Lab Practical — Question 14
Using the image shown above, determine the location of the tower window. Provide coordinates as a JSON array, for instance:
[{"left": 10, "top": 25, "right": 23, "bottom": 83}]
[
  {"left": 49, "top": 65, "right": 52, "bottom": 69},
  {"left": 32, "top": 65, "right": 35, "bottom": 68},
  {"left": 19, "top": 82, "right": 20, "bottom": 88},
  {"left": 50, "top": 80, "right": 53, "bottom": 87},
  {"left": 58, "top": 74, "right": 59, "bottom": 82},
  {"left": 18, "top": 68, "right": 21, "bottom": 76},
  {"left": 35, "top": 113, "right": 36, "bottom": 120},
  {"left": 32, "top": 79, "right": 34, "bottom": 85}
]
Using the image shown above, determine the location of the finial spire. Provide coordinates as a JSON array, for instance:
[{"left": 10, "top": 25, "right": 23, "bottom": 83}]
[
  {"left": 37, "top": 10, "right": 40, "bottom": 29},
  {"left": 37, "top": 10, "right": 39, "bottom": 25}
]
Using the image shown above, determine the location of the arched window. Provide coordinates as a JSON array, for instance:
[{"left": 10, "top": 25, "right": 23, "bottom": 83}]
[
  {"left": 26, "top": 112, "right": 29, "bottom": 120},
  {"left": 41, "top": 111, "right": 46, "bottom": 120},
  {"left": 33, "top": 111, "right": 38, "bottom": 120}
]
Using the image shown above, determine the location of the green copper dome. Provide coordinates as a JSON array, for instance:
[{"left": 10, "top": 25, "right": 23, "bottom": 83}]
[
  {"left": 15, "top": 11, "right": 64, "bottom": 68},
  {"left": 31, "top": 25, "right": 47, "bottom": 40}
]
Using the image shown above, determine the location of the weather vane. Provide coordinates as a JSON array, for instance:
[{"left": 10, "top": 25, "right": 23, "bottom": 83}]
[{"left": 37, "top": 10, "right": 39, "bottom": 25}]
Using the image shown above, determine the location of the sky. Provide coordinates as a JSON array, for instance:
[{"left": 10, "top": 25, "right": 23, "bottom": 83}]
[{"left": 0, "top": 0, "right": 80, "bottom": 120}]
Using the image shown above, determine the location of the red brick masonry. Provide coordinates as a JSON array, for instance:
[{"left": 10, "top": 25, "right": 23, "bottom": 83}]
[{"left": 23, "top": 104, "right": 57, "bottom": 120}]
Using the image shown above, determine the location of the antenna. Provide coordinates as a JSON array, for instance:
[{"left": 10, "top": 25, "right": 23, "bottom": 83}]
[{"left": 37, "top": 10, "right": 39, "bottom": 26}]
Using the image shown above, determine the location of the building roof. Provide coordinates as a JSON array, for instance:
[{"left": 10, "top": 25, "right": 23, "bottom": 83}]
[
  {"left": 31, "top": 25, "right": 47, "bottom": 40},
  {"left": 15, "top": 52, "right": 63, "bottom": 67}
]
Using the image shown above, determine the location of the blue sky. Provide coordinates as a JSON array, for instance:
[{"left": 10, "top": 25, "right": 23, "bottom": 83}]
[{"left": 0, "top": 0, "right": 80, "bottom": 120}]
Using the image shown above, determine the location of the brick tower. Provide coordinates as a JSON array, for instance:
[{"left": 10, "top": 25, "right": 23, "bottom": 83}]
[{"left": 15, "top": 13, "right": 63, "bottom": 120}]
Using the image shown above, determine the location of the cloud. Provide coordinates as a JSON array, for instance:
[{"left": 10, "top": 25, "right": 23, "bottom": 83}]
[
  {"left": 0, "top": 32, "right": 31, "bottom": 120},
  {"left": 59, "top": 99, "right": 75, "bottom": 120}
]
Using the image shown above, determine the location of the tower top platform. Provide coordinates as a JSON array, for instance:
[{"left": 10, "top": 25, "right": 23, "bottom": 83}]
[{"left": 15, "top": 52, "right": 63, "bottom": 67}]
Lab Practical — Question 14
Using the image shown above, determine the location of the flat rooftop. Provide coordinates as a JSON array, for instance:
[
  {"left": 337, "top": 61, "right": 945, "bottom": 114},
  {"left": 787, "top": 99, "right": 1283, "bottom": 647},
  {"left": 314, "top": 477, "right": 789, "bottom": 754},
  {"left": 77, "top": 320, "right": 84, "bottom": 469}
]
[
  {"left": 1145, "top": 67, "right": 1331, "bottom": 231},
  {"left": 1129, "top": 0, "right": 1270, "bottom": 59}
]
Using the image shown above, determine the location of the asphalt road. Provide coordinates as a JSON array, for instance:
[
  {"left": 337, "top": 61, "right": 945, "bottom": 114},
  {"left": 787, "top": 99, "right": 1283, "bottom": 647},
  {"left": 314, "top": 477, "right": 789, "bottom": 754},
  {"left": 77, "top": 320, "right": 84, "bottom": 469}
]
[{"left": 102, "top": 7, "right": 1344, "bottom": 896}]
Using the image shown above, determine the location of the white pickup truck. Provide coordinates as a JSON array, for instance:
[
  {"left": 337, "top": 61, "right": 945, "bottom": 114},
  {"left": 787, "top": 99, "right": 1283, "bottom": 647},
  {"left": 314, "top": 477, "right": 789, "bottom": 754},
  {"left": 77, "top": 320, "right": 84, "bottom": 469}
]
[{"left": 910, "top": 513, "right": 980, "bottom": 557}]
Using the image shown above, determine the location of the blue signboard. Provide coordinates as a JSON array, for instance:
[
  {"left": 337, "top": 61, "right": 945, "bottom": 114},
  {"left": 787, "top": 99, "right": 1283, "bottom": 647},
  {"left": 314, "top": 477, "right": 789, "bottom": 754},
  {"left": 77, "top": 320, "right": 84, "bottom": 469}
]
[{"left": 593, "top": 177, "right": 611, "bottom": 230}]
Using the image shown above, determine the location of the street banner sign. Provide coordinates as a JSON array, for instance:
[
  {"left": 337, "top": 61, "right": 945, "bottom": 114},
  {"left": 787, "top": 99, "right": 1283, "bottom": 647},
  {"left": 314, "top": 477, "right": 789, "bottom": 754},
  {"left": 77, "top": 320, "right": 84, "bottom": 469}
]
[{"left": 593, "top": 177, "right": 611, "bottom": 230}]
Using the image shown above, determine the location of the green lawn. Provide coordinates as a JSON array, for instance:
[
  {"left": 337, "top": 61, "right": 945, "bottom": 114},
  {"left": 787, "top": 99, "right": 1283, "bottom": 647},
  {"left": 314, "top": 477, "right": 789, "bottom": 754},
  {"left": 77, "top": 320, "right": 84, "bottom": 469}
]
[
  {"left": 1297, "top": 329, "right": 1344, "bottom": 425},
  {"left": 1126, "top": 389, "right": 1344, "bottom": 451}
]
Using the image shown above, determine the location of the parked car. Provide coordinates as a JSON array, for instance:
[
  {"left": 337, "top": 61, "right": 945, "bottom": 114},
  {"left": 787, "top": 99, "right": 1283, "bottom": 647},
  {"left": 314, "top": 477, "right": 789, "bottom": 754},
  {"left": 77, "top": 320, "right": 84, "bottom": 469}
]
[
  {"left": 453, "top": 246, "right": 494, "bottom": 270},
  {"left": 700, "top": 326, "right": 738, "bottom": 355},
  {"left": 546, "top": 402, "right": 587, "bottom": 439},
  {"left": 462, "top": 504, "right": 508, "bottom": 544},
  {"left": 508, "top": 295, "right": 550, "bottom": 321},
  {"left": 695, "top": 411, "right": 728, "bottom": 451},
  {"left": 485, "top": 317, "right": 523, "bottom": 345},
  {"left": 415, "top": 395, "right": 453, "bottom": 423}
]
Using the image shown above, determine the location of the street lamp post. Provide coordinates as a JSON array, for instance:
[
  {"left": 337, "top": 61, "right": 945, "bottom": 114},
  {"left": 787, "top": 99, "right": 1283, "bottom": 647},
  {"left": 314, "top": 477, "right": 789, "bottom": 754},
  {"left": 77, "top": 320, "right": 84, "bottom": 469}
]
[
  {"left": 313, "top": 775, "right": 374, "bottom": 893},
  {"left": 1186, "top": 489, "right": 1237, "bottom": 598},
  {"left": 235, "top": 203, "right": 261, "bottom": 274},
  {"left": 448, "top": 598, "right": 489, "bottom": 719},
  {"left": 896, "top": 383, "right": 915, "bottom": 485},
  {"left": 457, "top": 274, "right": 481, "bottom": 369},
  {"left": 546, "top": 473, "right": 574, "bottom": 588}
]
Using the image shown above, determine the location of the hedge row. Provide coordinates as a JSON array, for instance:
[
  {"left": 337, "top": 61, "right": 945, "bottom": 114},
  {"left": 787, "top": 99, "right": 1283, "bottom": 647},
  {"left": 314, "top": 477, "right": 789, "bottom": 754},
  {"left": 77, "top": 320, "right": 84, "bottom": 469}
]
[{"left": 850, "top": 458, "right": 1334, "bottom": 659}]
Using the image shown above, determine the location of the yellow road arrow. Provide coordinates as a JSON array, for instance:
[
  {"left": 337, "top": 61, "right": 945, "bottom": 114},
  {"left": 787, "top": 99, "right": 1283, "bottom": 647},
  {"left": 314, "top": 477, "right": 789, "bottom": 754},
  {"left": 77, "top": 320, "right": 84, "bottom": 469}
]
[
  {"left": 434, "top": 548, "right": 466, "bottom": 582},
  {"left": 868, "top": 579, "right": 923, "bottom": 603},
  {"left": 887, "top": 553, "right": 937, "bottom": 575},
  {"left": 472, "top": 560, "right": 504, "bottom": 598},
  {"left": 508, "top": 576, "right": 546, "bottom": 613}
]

→ **EXERCISE TASK**
Please return every line of the material above that contains the string "road". Case counts.

→ **SOLUTION**
Using the image shown above, determine the location of the asphalt road. Provide coordinates as a JSON array, for instance:
Using the image shown above, determine the location of the yellow road arrow. Provide coordinates as a JSON array, for instance:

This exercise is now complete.